**Text:**
_ _ _ _

1. Spontaneous abortion could potentially serve as a marker for future health risk in women, particularly death from cardiovascular disease.
2. Association of risk is particularly strong with women who experience three or more recurrent spontaneous abortions and those reporting spontaneous abortions occurring before age 24.
Evidence Rating Level: 2 (Good)
Study Rundown: Pregnancy is thought to be the ultimate stress test on the body, as a woman’s body must work overtime to support the needs of the fetus. Underlying risk factors for premature mortality, such as poor cardiovascular health or gestational diabetes, may arise for the first-time during pregnancy and return later in life. Additionally, spontaneous abortions are a common adverse outcome of pregnancy that may have implications for maternal health. Using the Nurses’ Health Study II (1993), this publication compares the reported reproductive history of spontaneous abortions and risk of premature death of women throughout 24 years of follow-up. Women who have had self-reported spontaneous abortions were seen to be at a higher risk for premature death, notability death from cardiovascular disease. This association strengthens for women who have had multiple spontaneous abortions or those would had spontaneous abortions before age 24. Strengths of this study over similar include the large sample size, thorough follow-up, prospective nature, and ability to adjust and modify for many variables, such as lifestyle, reproductive, and health factors. As an RCT is not possible with spontaneous abortions, this study cannot demonstrate causality; however, causality is not required to rationalize that spontaneous abortion is a marker, rather than a cause, of premature death. This study further supports that pregnancy is a physiological stress test and reproductive events can indicate health later in a woman’s life.

_ _ _ _

**Information:**
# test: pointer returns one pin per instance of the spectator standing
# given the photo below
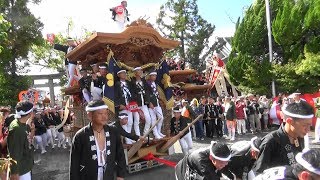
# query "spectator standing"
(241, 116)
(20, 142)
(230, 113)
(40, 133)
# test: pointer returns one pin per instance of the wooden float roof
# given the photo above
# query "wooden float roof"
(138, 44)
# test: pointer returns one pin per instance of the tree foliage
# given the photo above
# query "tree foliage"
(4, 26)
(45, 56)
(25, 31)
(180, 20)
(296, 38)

_ _ _ _

**The problem:** In the text on spontaneous abortion and premature death, quote the words from "2. Association of" to "occurring before age 24.". The records are separate material and have no connection to the text on spontaneous abortion.

**Written answer:**
2. Association of risk is particularly strong with women who experience three or more recurrent spontaneous abortions and those reporting spontaneous abortions occurring before age 24.